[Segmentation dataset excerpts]
○ ○ ○ ○
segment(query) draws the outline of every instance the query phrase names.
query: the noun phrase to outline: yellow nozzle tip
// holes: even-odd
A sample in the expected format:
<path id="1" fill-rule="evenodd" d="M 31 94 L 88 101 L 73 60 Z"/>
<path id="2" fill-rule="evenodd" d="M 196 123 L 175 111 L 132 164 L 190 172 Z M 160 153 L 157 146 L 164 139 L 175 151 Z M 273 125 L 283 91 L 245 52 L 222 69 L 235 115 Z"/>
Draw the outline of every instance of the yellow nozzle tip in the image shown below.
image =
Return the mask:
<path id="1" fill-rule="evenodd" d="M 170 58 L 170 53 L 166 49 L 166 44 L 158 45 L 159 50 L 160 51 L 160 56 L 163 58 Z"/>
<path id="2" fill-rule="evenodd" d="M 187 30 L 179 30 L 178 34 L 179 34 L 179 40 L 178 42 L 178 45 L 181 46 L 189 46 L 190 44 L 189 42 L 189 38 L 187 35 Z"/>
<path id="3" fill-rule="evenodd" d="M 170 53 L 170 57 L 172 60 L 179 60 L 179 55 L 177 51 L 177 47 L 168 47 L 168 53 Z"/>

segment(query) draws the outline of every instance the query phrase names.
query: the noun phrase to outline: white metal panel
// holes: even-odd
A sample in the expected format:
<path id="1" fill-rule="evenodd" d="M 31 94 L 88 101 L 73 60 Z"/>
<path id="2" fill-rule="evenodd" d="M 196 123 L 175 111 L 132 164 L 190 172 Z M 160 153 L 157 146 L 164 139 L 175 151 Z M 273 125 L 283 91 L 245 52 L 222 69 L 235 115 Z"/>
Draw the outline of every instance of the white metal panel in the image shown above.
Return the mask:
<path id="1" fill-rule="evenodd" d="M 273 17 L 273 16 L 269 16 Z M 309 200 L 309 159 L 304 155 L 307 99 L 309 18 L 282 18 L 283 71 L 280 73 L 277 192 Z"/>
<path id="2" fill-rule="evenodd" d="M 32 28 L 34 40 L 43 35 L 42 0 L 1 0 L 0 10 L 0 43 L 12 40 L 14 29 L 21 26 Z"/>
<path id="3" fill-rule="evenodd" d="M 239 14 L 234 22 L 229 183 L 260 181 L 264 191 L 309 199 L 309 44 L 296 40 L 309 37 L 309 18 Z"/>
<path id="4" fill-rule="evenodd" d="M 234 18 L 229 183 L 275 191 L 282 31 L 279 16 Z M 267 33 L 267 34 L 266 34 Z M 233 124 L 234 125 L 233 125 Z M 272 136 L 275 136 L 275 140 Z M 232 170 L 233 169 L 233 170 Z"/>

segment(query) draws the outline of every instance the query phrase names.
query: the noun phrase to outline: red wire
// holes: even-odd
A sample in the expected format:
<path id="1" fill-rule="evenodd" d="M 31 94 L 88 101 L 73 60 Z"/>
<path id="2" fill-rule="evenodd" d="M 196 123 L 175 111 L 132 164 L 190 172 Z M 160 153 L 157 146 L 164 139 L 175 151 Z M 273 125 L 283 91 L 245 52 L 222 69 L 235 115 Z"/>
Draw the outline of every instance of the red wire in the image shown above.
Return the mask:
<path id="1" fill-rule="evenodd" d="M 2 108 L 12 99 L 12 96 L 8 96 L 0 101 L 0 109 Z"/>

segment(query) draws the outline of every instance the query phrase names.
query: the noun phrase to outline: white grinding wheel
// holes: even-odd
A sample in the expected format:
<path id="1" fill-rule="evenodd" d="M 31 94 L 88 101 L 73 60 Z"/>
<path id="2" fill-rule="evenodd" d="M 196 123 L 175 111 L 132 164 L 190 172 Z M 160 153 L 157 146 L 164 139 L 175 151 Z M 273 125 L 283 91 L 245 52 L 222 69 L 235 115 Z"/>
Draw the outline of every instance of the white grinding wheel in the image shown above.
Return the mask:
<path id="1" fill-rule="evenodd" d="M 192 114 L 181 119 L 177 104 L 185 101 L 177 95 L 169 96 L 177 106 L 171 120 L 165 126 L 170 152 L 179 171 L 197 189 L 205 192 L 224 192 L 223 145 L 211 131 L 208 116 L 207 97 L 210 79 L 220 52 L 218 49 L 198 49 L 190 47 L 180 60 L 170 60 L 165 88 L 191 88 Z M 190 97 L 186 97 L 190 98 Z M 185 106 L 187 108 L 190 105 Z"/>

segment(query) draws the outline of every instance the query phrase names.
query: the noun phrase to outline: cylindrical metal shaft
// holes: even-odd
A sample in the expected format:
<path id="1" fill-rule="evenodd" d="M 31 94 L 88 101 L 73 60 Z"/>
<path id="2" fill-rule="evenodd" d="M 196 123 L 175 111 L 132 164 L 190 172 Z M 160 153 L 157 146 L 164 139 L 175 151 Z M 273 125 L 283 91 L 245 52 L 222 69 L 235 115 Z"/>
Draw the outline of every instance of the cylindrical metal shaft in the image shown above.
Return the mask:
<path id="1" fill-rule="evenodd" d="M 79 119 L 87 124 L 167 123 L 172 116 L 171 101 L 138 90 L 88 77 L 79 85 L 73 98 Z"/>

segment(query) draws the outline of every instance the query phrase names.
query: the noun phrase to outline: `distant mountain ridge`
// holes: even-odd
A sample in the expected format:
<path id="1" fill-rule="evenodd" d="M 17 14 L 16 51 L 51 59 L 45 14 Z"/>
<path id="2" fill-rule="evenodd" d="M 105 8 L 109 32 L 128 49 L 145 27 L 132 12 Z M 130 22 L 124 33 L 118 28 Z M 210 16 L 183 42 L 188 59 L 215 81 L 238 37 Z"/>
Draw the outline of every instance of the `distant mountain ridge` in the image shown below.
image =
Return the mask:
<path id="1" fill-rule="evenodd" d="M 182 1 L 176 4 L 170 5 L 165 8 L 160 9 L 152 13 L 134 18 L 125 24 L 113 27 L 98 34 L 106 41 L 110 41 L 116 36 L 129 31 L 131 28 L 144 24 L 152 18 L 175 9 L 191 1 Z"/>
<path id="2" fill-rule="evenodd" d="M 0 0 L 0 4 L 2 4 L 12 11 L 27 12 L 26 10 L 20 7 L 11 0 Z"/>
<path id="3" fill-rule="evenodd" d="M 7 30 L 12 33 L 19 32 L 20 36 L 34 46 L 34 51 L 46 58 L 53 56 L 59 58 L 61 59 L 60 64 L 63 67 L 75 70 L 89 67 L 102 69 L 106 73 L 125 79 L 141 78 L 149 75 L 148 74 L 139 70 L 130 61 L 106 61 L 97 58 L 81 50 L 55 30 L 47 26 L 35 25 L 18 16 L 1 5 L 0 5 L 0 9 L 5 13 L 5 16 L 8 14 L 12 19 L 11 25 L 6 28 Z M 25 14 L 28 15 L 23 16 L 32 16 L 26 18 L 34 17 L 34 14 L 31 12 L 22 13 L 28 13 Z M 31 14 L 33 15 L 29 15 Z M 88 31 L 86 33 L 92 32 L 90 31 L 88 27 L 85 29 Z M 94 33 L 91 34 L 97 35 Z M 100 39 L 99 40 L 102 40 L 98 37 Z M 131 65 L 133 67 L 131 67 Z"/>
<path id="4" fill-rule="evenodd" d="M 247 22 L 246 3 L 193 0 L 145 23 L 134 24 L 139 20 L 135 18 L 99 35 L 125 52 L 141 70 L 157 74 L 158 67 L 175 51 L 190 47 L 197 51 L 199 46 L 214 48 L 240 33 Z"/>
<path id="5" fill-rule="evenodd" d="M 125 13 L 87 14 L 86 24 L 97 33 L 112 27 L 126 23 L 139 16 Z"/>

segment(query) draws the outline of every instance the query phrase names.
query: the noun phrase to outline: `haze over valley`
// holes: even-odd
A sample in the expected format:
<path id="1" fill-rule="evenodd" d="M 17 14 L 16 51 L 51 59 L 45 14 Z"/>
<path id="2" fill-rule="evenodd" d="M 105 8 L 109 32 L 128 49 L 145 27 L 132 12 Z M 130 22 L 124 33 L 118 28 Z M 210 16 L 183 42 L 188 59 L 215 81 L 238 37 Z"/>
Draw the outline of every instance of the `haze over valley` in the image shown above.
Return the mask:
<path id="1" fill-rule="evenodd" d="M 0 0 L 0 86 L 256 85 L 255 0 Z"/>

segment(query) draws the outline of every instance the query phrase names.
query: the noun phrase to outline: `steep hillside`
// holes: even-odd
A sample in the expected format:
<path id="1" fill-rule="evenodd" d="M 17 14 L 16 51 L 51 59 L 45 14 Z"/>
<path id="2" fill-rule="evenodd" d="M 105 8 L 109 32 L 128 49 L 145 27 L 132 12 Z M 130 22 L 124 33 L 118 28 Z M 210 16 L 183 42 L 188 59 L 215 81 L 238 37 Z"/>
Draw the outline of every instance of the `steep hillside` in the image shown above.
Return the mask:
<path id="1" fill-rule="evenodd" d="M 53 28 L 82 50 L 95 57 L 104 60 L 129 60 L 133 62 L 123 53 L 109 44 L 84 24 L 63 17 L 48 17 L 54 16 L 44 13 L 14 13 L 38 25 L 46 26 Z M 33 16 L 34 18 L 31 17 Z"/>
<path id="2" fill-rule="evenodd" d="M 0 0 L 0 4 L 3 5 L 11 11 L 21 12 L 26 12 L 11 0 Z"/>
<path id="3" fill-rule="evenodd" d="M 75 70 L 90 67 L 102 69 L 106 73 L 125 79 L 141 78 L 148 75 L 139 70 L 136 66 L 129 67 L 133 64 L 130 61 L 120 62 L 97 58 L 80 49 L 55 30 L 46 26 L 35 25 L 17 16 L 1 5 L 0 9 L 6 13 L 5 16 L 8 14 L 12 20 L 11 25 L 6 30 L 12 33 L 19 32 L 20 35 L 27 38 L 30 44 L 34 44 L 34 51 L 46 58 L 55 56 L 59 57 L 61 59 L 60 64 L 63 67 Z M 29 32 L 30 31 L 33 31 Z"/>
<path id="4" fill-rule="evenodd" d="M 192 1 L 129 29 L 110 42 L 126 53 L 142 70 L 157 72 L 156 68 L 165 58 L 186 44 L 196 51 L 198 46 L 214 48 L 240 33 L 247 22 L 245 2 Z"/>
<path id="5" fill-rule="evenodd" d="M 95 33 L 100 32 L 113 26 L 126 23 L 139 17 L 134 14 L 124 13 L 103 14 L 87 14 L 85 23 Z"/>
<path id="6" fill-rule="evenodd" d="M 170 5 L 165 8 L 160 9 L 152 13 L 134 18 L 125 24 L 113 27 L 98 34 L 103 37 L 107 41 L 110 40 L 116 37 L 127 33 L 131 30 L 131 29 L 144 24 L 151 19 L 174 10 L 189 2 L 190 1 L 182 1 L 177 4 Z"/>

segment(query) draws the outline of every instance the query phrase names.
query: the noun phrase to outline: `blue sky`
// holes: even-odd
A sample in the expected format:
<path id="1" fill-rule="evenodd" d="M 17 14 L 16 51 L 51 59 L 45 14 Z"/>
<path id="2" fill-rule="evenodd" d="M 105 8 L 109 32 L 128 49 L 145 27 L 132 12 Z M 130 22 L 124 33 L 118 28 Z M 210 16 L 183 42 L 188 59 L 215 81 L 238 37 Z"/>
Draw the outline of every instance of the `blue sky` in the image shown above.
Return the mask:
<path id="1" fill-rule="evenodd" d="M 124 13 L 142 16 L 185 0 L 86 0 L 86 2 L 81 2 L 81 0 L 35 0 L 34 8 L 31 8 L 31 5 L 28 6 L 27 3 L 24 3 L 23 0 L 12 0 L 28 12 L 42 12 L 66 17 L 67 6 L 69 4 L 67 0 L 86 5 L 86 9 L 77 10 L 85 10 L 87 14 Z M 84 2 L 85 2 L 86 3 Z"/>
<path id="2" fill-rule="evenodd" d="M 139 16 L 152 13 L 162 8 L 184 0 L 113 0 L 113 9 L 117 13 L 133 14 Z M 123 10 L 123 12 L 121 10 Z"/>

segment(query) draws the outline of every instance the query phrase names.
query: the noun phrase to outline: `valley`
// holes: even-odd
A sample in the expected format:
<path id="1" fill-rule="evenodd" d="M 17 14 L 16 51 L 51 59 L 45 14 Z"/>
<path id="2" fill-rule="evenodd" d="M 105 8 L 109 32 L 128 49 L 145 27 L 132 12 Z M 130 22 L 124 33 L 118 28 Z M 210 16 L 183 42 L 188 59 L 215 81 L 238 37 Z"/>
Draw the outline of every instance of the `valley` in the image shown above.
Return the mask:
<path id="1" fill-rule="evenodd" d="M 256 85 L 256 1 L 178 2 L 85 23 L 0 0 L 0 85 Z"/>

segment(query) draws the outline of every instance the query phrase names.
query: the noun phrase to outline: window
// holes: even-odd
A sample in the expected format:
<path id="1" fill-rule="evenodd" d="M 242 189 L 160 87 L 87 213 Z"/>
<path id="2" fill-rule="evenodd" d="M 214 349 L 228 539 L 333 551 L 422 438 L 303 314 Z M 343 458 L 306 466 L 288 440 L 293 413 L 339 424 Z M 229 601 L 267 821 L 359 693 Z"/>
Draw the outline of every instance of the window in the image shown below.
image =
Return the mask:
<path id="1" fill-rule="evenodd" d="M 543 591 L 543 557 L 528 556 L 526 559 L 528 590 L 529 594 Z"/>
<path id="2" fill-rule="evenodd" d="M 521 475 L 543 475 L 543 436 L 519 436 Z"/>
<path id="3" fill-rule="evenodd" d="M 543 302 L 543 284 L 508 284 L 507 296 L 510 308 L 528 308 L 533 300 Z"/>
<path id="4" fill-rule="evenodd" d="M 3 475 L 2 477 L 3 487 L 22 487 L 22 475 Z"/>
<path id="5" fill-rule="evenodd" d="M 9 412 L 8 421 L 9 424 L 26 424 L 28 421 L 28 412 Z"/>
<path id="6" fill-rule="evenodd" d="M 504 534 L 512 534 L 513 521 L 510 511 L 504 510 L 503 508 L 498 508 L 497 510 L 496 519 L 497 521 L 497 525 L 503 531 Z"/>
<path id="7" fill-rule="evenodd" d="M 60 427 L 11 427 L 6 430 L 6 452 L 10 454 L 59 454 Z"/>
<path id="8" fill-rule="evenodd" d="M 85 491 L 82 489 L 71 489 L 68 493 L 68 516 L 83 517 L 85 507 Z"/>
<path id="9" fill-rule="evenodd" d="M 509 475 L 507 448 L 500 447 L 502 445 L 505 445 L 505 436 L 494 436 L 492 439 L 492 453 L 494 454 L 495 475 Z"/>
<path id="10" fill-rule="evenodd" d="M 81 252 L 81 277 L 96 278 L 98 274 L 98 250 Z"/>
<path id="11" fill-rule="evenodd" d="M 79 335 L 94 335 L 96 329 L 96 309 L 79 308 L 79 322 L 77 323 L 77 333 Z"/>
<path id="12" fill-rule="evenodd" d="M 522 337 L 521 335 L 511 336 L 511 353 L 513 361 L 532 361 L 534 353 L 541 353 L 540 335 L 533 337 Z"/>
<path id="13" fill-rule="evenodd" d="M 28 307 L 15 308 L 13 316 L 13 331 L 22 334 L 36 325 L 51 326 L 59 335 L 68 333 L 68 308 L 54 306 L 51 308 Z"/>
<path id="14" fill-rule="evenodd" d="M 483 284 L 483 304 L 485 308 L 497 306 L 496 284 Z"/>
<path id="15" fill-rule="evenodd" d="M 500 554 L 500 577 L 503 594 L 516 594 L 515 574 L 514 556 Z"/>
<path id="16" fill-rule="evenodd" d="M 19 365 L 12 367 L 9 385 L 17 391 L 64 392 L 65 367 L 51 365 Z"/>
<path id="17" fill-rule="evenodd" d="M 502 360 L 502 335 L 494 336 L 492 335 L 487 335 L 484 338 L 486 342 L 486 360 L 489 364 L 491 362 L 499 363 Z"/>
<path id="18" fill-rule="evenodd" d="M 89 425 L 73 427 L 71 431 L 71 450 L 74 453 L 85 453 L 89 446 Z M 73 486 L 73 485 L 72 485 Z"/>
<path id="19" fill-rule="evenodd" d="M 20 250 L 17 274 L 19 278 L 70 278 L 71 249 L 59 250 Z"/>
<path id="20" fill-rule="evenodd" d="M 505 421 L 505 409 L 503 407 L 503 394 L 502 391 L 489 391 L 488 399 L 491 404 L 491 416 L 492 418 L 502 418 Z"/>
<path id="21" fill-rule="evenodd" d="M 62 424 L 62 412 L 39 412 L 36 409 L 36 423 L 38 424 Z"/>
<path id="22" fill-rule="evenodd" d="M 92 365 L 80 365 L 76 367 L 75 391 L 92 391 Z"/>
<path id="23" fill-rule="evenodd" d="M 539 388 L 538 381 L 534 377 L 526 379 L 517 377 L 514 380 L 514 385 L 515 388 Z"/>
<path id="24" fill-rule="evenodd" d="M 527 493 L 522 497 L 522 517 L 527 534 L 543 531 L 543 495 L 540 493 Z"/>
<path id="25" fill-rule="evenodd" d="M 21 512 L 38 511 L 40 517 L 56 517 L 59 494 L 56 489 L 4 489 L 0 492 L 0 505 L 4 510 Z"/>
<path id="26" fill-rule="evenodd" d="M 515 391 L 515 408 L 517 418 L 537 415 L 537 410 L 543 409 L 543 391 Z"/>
○ ○ ○ ○
THE REQUEST
Reproduce the stretch of lines from the first line of the set through the line containing "170 58 L 170", with both ends included, character for character.

ANSWER TO THIS PROBLEM
segment(query) draws the outline of every instance the query phrase names.
query: the noun phrase to outline: yellow nozzle tip
// holes: even-odd
A sample in the expected format:
<path id="1" fill-rule="evenodd" d="M 31 94 L 88 101 L 73 60 Z"/>
<path id="2" fill-rule="evenodd" d="M 196 123 L 175 111 L 132 164 L 190 172 Z M 160 153 L 157 146 L 164 139 L 175 151 Z M 273 125 L 283 91 L 245 52 L 222 69 L 235 115 Z"/>
Draw the outline of every instance of the yellow nozzle tip in the image shown below.
image =
Return the mask:
<path id="1" fill-rule="evenodd" d="M 170 58 L 170 53 L 166 49 L 166 44 L 158 45 L 159 50 L 160 51 L 160 56 L 163 58 Z"/>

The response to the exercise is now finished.